> **SET PROBLEM**
Extract verbatim everything from the start of the entries down to the line containing "(1163, 201)", with that line included.

(Stored data)

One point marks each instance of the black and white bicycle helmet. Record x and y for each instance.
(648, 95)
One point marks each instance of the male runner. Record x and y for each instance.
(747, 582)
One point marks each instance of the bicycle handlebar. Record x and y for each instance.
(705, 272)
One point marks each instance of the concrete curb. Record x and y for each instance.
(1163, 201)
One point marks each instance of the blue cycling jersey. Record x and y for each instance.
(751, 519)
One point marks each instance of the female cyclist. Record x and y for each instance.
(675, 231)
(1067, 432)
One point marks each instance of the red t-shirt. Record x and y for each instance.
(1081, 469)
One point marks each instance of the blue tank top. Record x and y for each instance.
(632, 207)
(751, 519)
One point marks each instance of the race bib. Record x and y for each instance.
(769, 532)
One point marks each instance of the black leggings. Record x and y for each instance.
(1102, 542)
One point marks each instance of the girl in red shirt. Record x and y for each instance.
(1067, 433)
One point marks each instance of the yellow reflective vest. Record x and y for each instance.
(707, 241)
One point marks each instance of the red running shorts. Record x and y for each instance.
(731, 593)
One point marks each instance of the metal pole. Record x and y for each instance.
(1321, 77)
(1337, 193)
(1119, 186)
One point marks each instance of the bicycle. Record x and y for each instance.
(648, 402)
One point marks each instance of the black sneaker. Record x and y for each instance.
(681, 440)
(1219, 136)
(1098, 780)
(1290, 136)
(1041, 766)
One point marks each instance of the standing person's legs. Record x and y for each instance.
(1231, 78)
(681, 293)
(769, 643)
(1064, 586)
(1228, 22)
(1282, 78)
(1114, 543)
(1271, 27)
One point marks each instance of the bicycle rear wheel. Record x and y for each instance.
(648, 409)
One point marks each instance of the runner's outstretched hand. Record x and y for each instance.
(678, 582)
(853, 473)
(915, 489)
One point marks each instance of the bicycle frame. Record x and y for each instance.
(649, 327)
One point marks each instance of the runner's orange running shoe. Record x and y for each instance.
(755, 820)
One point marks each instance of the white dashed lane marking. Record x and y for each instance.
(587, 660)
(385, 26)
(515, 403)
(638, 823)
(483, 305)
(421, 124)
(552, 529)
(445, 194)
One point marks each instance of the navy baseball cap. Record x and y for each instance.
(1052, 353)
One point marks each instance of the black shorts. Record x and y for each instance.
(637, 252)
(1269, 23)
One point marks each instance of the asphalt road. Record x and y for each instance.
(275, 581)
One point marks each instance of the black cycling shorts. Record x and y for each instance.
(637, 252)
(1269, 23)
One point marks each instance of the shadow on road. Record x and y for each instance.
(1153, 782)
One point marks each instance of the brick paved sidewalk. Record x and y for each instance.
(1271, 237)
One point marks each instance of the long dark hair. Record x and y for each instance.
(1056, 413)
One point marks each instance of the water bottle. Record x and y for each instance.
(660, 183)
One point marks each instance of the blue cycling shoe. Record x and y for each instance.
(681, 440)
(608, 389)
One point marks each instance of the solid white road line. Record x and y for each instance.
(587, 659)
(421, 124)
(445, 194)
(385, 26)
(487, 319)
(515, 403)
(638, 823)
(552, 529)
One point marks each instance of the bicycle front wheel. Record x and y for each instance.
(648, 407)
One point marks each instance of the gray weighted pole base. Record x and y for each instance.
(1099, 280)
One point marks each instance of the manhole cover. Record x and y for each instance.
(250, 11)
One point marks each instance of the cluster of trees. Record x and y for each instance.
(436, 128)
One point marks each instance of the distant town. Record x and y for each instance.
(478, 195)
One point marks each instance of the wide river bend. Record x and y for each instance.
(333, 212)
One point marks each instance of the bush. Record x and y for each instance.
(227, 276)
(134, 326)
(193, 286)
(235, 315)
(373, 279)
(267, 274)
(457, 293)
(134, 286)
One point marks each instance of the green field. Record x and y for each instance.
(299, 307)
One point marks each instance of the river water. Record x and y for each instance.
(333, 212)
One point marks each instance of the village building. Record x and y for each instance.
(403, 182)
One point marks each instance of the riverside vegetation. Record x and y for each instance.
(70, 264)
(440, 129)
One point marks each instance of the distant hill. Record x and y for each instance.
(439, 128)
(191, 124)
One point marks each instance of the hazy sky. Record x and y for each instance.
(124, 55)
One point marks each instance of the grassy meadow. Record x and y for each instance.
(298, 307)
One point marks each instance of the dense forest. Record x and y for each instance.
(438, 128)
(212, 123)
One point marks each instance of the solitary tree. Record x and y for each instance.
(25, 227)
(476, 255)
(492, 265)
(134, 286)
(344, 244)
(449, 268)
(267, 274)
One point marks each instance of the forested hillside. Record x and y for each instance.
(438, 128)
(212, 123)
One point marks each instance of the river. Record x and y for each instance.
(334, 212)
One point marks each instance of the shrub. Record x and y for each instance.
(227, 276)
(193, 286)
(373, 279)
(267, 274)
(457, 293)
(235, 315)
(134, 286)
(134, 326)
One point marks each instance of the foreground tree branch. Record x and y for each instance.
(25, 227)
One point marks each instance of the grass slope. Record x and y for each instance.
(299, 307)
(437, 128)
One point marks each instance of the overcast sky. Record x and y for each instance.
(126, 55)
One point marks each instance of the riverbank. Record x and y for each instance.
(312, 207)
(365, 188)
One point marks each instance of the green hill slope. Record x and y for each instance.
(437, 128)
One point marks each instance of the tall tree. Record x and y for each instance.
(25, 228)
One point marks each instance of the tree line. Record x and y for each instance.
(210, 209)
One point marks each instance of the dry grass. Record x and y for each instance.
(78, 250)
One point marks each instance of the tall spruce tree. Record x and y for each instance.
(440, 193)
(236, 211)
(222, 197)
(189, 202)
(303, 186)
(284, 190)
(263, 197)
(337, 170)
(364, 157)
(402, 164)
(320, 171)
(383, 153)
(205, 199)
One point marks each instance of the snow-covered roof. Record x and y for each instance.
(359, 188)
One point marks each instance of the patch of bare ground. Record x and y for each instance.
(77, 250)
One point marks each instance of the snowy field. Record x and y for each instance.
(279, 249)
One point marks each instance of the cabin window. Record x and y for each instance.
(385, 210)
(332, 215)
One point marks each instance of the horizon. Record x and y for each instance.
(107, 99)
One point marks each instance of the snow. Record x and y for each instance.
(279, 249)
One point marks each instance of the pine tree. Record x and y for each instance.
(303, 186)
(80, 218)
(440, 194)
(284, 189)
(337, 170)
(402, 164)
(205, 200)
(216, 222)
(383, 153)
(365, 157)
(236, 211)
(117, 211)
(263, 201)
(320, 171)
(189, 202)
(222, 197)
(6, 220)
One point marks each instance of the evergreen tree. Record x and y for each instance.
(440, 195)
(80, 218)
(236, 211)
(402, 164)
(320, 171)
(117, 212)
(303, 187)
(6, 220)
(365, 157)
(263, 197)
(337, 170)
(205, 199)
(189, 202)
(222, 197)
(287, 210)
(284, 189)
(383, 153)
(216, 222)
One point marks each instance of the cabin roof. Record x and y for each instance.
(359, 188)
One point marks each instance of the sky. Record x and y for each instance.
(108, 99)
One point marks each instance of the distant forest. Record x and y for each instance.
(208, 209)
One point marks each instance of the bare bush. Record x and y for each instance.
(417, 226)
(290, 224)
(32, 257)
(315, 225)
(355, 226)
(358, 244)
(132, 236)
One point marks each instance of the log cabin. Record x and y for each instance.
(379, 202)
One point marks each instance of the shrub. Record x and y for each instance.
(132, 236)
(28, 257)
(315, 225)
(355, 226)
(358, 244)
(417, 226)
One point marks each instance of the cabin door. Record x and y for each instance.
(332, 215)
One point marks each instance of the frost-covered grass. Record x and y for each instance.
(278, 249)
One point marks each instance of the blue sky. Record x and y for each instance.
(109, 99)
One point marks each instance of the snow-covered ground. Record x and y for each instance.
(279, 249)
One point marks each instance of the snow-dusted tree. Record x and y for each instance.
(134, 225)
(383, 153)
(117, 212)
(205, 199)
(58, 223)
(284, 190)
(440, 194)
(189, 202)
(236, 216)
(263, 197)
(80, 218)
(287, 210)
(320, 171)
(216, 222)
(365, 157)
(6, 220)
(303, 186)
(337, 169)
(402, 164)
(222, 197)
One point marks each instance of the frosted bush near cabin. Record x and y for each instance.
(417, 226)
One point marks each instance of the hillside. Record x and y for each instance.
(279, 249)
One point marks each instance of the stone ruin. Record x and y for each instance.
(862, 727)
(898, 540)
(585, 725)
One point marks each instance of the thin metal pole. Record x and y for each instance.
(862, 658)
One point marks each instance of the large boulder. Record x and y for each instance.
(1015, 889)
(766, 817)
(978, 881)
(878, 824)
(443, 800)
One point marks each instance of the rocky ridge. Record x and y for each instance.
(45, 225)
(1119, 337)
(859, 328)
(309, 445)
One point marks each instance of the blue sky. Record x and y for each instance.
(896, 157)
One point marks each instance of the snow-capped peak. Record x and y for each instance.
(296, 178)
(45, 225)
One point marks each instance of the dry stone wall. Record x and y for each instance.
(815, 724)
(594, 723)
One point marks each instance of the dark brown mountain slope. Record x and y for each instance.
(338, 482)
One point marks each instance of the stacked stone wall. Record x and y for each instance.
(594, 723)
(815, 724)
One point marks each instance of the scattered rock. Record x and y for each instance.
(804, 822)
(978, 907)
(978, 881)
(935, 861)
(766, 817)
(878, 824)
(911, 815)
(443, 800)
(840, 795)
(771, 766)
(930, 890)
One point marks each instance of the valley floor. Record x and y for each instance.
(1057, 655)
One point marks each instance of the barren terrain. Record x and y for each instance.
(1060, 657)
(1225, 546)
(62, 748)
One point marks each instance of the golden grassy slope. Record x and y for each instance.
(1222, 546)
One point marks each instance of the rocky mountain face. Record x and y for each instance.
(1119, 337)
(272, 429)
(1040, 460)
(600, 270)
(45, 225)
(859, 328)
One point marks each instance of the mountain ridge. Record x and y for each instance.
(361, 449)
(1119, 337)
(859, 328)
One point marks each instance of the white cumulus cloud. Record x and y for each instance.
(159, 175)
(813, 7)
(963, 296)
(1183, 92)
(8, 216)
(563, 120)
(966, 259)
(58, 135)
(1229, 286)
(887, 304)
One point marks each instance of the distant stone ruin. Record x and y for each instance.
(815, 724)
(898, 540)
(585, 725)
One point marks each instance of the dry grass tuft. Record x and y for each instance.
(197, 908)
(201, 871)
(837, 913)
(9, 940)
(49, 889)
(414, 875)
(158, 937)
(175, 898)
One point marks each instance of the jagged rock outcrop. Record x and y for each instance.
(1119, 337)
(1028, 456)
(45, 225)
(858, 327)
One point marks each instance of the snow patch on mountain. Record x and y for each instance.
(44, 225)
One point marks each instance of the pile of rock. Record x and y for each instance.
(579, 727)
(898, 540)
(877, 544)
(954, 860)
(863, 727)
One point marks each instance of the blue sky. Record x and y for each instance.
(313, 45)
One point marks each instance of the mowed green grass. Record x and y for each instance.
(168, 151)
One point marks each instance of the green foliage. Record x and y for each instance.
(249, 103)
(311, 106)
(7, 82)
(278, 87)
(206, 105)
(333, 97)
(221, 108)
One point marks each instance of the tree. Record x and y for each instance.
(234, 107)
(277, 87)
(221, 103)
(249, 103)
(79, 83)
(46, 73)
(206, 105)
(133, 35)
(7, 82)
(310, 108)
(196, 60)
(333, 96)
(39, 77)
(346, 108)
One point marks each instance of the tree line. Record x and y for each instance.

> **ANSWER TO THIS TASK**
One point marks each instance of the black and white bicycle helmet. Record x and y for each instance.
(648, 95)
One point marks each instance of the male runner. Record x and y for each instance.
(747, 582)
One point marks each instance of the bicycle handlebar. Record x and y for each instance.
(705, 272)
One point marks each instance of the concrete curb. Record x and y for each instance.
(1163, 201)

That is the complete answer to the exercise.